*REQUIRED WORK*.
Reproduce the listing below with "segment" swapped for "outline" wherever it occurs, leaving every other character as it stands.

*RECORD SET*.
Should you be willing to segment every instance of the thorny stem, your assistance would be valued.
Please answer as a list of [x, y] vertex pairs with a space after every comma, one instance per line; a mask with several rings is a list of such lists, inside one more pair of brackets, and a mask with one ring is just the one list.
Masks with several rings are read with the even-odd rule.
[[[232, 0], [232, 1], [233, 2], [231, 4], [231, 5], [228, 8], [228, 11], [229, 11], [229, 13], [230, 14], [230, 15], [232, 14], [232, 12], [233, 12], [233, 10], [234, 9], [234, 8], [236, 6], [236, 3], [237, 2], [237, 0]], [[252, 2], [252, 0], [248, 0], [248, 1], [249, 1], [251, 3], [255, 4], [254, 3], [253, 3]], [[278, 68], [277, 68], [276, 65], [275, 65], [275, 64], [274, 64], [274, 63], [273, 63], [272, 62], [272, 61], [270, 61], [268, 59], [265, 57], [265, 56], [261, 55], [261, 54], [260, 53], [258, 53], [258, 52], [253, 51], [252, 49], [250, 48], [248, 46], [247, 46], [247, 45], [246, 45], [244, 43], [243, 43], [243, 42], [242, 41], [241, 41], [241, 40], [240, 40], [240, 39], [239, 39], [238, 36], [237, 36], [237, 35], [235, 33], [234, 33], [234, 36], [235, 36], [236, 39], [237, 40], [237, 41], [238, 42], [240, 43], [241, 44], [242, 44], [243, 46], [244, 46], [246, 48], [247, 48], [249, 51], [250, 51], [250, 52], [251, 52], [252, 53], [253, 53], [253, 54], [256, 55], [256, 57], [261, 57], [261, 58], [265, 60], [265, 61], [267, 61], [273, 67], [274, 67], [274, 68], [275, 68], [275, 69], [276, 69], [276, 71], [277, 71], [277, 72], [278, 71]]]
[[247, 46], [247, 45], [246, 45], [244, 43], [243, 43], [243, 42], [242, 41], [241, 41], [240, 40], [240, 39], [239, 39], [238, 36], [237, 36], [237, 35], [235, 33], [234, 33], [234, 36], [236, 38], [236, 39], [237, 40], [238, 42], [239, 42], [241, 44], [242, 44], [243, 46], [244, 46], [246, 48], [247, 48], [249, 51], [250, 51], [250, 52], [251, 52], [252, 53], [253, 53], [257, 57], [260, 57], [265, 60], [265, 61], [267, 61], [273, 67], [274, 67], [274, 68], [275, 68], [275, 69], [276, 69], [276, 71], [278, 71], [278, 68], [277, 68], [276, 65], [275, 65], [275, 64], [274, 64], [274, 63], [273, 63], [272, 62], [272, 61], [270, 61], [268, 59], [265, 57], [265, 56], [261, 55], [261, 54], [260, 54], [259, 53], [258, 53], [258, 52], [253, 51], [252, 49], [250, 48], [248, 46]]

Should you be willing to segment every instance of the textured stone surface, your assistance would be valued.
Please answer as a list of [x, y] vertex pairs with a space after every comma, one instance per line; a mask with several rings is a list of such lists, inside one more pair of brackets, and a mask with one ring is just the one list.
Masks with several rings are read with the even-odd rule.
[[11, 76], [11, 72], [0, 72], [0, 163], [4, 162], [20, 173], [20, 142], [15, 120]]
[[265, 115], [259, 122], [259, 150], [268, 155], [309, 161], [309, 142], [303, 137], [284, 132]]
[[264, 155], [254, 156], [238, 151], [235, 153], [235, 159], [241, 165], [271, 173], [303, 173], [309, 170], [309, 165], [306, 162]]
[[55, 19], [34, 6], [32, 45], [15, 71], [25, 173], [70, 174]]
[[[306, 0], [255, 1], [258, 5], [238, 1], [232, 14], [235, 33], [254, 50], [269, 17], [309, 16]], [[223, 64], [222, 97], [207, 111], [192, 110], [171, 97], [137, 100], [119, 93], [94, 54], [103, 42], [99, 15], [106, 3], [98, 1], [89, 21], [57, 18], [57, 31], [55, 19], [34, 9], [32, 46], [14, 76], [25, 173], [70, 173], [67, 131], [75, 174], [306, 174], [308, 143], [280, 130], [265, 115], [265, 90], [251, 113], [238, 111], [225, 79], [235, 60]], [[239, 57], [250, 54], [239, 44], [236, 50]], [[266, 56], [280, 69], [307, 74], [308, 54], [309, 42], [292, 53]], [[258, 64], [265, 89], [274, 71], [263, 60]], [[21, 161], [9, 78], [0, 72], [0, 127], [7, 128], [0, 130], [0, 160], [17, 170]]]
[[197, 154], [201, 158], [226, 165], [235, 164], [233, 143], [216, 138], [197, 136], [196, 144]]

*EXERCISE OUTPUT*.
Should you be willing to outline every instance of the thorny stem, your assistance would be valued.
Please answer as a list of [x, y] vertex pairs with a space after every comma, one instance per line; a mask with several rings is a list of such lists, inside one more pair of brackets, and a mask with one ring is just the one list.
Masks with several rings are read with the even-odd rule.
[[[232, 0], [232, 1], [233, 2], [231, 4], [231, 5], [228, 8], [228, 11], [229, 11], [229, 13], [230, 14], [230, 15], [232, 14], [232, 12], [233, 12], [233, 10], [234, 9], [234, 8], [236, 6], [236, 3], [237, 2], [237, 0]], [[252, 2], [252, 0], [248, 0], [248, 1], [249, 1], [251, 3], [255, 4], [254, 3], [253, 3]], [[278, 68], [277, 68], [276, 65], [275, 65], [275, 64], [274, 64], [274, 63], [273, 63], [272, 62], [272, 61], [270, 61], [268, 59], [265, 57], [265, 56], [261, 55], [261, 54], [260, 53], [258, 53], [258, 52], [253, 51], [252, 49], [250, 48], [248, 46], [247, 46], [247, 45], [246, 45], [244, 43], [243, 43], [243, 42], [242, 41], [241, 41], [241, 40], [240, 40], [240, 39], [239, 39], [238, 36], [237, 36], [237, 35], [235, 33], [234, 33], [234, 36], [235, 36], [236, 39], [237, 40], [237, 41], [238, 42], [240, 43], [241, 44], [242, 44], [243, 46], [244, 46], [246, 48], [247, 48], [249, 51], [250, 51], [250, 52], [251, 52], [252, 53], [253, 53], [253, 54], [256, 55], [256, 57], [261, 57], [261, 58], [265, 60], [265, 61], [267, 61], [273, 67], [274, 67], [274, 68], [275, 68], [275, 69], [276, 69], [276, 71], [277, 71], [277, 72], [278, 71]]]
[[247, 46], [247, 45], [246, 45], [244, 43], [243, 43], [243, 42], [242, 41], [241, 41], [240, 40], [240, 39], [239, 39], [238, 36], [237, 36], [237, 35], [235, 33], [234, 33], [234, 36], [236, 38], [236, 39], [237, 40], [238, 42], [239, 42], [241, 44], [242, 44], [243, 46], [244, 46], [246, 48], [247, 48], [249, 51], [250, 51], [250, 52], [251, 52], [252, 53], [253, 53], [257, 57], [260, 57], [265, 60], [265, 61], [267, 61], [273, 67], [274, 67], [274, 68], [275, 68], [275, 69], [276, 69], [276, 71], [278, 71], [278, 68], [277, 68], [276, 65], [275, 65], [275, 64], [274, 64], [274, 63], [273, 63], [272, 62], [272, 61], [270, 61], [268, 59], [265, 57], [265, 56], [261, 55], [261, 54], [260, 54], [259, 53], [258, 53], [258, 52], [253, 51], [252, 49], [250, 48], [248, 46]]

Should you be willing to outline every instance of the textured stone surface, your assistance would be valued.
Please answer as a list of [x, y] vertex pairs with a space after every comma, one instance per line; a mask with several rings is a list of such lists, inside one more pair of brackets, and a mask with one ring is just the one list.
Masks with several rings are read with the even-odd rule.
[[11, 76], [11, 72], [0, 72], [0, 163], [4, 162], [20, 173], [20, 142], [15, 120]]
[[265, 115], [259, 122], [259, 150], [268, 155], [309, 161], [309, 142], [303, 137], [284, 132]]
[[264, 155], [254, 156], [238, 151], [235, 153], [235, 159], [241, 165], [271, 173], [303, 173], [309, 170], [309, 165], [306, 162]]
[[55, 19], [34, 6], [32, 45], [15, 71], [25, 173], [70, 174]]
[[[306, 0], [255, 1], [258, 5], [238, 1], [232, 14], [235, 33], [254, 50], [269, 17], [309, 16]], [[223, 64], [222, 97], [207, 111], [192, 110], [171, 97], [137, 100], [119, 93], [94, 54], [103, 42], [99, 15], [106, 3], [98, 1], [89, 21], [57, 18], [57, 31], [55, 19], [34, 9], [32, 46], [14, 76], [25, 173], [70, 173], [67, 131], [75, 174], [306, 174], [308, 143], [280, 130], [265, 115], [265, 90], [251, 113], [238, 111], [225, 79], [235, 60]], [[239, 57], [250, 54], [239, 44], [236, 50]], [[266, 56], [280, 69], [307, 74], [308, 54], [309, 42], [292, 53]], [[258, 64], [265, 89], [274, 71], [263, 60]], [[21, 161], [9, 78], [0, 72], [0, 127], [7, 128], [0, 130], [0, 160], [17, 170]]]
[[197, 154], [201, 158], [226, 165], [235, 164], [233, 143], [216, 138], [197, 136], [196, 144]]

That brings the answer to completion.